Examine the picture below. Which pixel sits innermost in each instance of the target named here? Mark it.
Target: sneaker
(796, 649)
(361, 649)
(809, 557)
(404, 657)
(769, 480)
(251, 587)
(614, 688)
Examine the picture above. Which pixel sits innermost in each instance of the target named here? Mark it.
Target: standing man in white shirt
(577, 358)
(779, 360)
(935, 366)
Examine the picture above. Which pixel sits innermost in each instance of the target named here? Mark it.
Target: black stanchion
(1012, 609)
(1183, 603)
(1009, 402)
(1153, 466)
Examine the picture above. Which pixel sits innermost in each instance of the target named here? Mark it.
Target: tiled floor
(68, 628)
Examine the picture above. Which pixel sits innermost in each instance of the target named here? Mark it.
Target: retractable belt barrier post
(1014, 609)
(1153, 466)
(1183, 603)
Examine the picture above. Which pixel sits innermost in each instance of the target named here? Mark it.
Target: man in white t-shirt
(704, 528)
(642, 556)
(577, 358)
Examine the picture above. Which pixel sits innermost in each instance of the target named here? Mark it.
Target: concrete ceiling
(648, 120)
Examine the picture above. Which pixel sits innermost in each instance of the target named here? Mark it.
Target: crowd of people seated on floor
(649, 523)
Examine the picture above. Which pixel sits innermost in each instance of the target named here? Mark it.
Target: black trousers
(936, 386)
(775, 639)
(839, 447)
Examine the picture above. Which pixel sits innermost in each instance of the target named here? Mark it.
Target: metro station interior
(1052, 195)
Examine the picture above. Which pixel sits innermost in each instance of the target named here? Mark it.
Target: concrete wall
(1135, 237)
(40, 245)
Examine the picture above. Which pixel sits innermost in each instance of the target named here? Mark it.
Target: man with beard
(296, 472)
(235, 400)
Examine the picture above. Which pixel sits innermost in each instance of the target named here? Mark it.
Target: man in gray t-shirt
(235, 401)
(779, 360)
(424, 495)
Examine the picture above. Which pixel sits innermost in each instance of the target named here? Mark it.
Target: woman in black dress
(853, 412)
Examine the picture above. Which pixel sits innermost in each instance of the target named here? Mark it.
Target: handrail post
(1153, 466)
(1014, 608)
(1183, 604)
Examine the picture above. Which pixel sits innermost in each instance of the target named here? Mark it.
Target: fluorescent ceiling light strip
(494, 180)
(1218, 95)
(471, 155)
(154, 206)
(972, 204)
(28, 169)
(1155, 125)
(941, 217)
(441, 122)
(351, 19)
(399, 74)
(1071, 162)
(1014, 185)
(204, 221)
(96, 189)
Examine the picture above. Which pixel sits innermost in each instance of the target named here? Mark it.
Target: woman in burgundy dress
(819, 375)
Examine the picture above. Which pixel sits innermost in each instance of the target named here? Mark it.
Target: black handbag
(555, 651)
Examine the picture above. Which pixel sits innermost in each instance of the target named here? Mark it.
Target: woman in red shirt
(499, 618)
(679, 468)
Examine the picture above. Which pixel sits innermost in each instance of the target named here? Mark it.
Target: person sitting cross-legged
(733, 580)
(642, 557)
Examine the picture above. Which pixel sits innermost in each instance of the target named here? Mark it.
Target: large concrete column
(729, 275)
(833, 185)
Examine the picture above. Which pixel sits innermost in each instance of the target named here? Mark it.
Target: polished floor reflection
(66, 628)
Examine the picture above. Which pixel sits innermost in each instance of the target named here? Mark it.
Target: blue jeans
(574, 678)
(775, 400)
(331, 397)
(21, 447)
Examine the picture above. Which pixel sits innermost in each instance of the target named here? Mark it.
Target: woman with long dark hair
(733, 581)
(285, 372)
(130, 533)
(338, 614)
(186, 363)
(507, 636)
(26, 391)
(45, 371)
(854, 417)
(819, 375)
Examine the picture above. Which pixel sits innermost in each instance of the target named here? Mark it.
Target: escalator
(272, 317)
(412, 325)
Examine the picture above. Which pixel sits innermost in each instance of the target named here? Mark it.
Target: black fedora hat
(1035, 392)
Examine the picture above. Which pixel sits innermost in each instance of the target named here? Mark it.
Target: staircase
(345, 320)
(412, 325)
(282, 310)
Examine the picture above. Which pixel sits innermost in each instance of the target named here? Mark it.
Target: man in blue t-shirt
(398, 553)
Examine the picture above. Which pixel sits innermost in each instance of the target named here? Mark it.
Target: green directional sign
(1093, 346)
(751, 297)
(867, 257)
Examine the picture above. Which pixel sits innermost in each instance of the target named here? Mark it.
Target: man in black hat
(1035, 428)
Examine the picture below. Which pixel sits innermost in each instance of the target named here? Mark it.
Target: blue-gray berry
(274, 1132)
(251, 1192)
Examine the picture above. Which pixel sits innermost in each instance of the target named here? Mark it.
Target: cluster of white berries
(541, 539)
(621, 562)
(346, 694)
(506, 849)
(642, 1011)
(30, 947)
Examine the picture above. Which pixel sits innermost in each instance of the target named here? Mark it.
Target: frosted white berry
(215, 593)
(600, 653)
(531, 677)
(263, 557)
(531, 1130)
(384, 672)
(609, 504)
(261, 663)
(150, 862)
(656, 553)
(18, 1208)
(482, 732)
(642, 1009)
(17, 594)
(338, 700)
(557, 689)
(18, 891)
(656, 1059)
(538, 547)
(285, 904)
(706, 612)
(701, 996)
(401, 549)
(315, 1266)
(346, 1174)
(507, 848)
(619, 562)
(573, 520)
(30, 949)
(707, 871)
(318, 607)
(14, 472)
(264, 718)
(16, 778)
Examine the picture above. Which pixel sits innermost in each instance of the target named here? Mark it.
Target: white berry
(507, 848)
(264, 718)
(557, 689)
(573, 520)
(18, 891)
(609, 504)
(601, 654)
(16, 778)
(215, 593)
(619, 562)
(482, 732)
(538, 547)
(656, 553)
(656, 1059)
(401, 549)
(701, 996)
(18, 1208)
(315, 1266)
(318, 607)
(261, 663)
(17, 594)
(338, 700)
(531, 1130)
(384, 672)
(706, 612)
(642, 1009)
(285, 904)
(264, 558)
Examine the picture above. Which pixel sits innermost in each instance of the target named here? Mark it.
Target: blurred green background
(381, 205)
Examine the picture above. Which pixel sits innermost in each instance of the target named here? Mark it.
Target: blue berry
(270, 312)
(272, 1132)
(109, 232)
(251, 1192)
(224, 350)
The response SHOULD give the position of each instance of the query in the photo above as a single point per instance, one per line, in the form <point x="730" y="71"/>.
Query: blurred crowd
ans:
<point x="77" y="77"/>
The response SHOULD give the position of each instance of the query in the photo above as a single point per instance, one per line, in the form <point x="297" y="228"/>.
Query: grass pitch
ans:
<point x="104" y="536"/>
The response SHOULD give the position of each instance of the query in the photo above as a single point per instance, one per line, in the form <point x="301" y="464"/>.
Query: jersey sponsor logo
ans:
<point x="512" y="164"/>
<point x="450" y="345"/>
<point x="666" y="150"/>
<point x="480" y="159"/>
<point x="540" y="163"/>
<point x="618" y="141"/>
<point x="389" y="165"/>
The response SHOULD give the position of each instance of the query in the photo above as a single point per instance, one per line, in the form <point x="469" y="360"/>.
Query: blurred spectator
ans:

*****

> EXERCISE AIM
Print again each line of the listing above, exactly as it appears.

> WRITTEN REPLY
Examine the picture below. Which pixel sits innermost in each instance of the target named here? Mark it.
Target: sneaker
(796, 649)
(361, 649)
(809, 557)
(404, 657)
(769, 480)
(251, 587)
(614, 688)
Examine the picture above. Which pixel sits innermost in each instance of the target named here? Mark it.
Target: standing man in white shirt
(577, 358)
(779, 360)
(935, 366)
Examine the picture above. Which pixel sits innermost in each instance of the target named here? Mark it.
Target: black stanchion
(1012, 609)
(1183, 603)
(1009, 402)
(1153, 466)
Examine the picture above. Which pixel sits innermost in each instance of the target named here? Mark it.
Target: tiled floor
(68, 628)
Examine the picture above. Which pixel sits innermost in each instance of the target named here? Mark it.
Target: retractable belt barrier post
(1014, 609)
(1153, 466)
(1183, 603)
Examine the picture above. Which pixel sits innermost in each instance of the target named here? Mark it.
Target: man in white t-shirt
(704, 528)
(642, 556)
(577, 358)
Examine the picture above. Which pixel sits innermost in each instance of the target named here? Mark it.
Target: concrete ceiling
(648, 120)
Examine the picture above. Which pixel sits innermost in each instance of the target named here? Mark it.
Target: crowd of people seated on floor
(649, 523)
Examine the picture above. Which pixel sits innermost in each instance of the target named here? Mark it.
Target: black trousers
(936, 386)
(775, 639)
(839, 447)
Examine the picture above. Which pixel sits innermost in each instance of the target named here? Mark it.
Target: metro station interior
(1052, 195)
Examine the picture above. Which pixel sits innermost in each instance of the target named here? Mark it.
Target: concrete wall
(1135, 237)
(40, 245)
Examine the picture above. Which pixel sits innermost in each instance of the target named here? Mark it.
Target: man with beard
(296, 472)
(235, 400)
Examine the picture above. Which pixel sits innermost in each instance of the target named here? Mark it.
Target: man in gray t-shirt
(235, 401)
(779, 360)
(424, 495)
Examine the picture above. Which pixel sits innermost in each instance of the target named here? Mark it.
Target: woman in black dress
(853, 412)
Examine the picture above. Which pixel sits innermost in each instance of the target named here? Mark it.
Target: handrail post
(1153, 466)
(1014, 608)
(1183, 604)
Examine the picture above. Which pixel sits innermost in each instance of the target named here? Mark it.
Target: fluorescent ceiling light strip
(494, 180)
(1218, 95)
(471, 155)
(154, 206)
(972, 204)
(28, 169)
(1155, 125)
(941, 217)
(441, 122)
(351, 19)
(399, 74)
(1071, 162)
(1014, 185)
(204, 221)
(96, 189)
Examine the picture above. Which pixel sits innermost in each instance of the target named here? Mark it.
Target: woman in burgundy dress
(819, 375)
Examine the picture above. Which pixel sits innermost in each instance of the target named here? Mark it.
Target: black handbag
(555, 651)
Examine the picture above. Which pixel sits innermost in each instance of the target named here? Mark it.
Target: woman in red shirt
(499, 618)
(679, 468)
Examine the picture above. Which pixel sits innermost in each instance of the target named here? Mark it.
Target: person sitting cross-legged
(733, 580)
(642, 557)
Examine the picture above. Which pixel sits innermost in each instance of the target named here? Mark it.
Target: large concrete column
(729, 275)
(833, 185)
Examine the picture above. Which pixel sits innermost in each instance of the target named here? Mark it.
Target: polished floor reflection
(66, 628)
Examine the picture above. Which pixel sits innermost in each instance of the target named here? Mark it.
Target: blue jeans
(574, 678)
(775, 400)
(331, 397)
(21, 447)
Examine the picture above. Which pixel sits innermost in each instance of the target named here? Mark it.
Target: woman with long dark hair
(733, 581)
(285, 372)
(130, 533)
(338, 614)
(186, 363)
(507, 636)
(26, 391)
(45, 371)
(854, 417)
(819, 375)
Examine the picture above. Which pixel sits innermost in each instance of the target named here? Mark it.
Target: escalator
(272, 317)
(412, 325)
Examine the picture above. Which pixel sits innermost in each instance of the target named here? Mark it.
Target: black fedora hat
(1035, 392)
Examine the picture above. Which pixel sits innermost in each instance of the target named here? Mark it.
Target: staircase
(345, 320)
(412, 325)
(282, 310)
Examine the picture above. Which pixel sits innermost in each instance of the target named here? Mark it.
Target: man in blue t-shirt
(398, 553)
Examine the picture above. Which pixel sits innermost in each instance of the target named here? Mark it.
Target: green directional sign
(1093, 346)
(751, 297)
(867, 257)
Examine the picture above. Which pixel sits innermost in each instance of the target named here? Mark it.
Target: man in black hat
(1035, 428)
Examine the picture below. Which pixel sits innermost in each instance of the target named here? Mark it.
Target: blue-gray berry
(274, 1132)
(251, 1192)
Examine the picture above. Which pixel sits innermost in each instance of the target named here? Mark it.
Target: cluster of white berries
(541, 539)
(621, 562)
(346, 694)
(506, 849)
(642, 1011)
(30, 947)
Examine the picture above. Which pixel sits innermost in each instance of the target named here? Mark it.
Target: frosted white berry
(215, 593)
(600, 653)
(531, 677)
(263, 557)
(531, 1130)
(384, 672)
(609, 504)
(261, 663)
(150, 862)
(656, 553)
(18, 1208)
(482, 732)
(642, 1009)
(17, 594)
(338, 700)
(557, 689)
(18, 891)
(656, 1059)
(538, 547)
(285, 904)
(706, 612)
(701, 996)
(401, 549)
(315, 1266)
(346, 1174)
(507, 848)
(619, 562)
(573, 520)
(30, 949)
(707, 871)
(318, 607)
(14, 472)
(264, 718)
(16, 778)
Examine the picture above. Which pixel sits innermost in each instance of the target named here? Mark it.
Target: white berry
(507, 848)
(264, 718)
(557, 689)
(573, 520)
(18, 891)
(609, 504)
(601, 654)
(16, 778)
(215, 593)
(619, 562)
(482, 732)
(538, 547)
(656, 553)
(656, 1059)
(401, 549)
(701, 996)
(18, 1208)
(315, 1266)
(318, 607)
(261, 663)
(17, 594)
(338, 700)
(531, 1130)
(384, 672)
(706, 612)
(642, 1009)
(285, 904)
(264, 558)
Examine the picture above. Which pixel sits innermost in each instance of the target named here? Mark it.
Target: blurred green background
(381, 205)
Examine the picture above. Which pixel sits innermost in each instance of the target named here? Mark it.
Target: blue berry
(270, 312)
(272, 1132)
(109, 232)
(251, 1192)
(224, 350)
The response SHOULD give the position of each instance of the query in the photo above as a single point per instance, one per line, in the form <point x="730" y="71"/>.
Query: blurred crowd
ans:
<point x="77" y="77"/>
The response SHOULD give the position of each instance of the query in the photo above as a single point per instance, one per line, in the form <point x="297" y="228"/>.
Query: grass pitch
ans:
<point x="104" y="536"/>
The response SHOULD give the position of each instance of the query in the photo above as a single point per instance, one per line, in the form <point x="301" y="464"/>.
Query: jersey sponsor logo
ans:
<point x="512" y="164"/>
<point x="450" y="345"/>
<point x="666" y="150"/>
<point x="480" y="159"/>
<point x="540" y="163"/>
<point x="618" y="141"/>
<point x="389" y="165"/>
The response SHOULD give the position of each instance of the query in the photo above as a single point per instance, one per line, in the form <point x="469" y="360"/>.
Query: blurred spectator
ans:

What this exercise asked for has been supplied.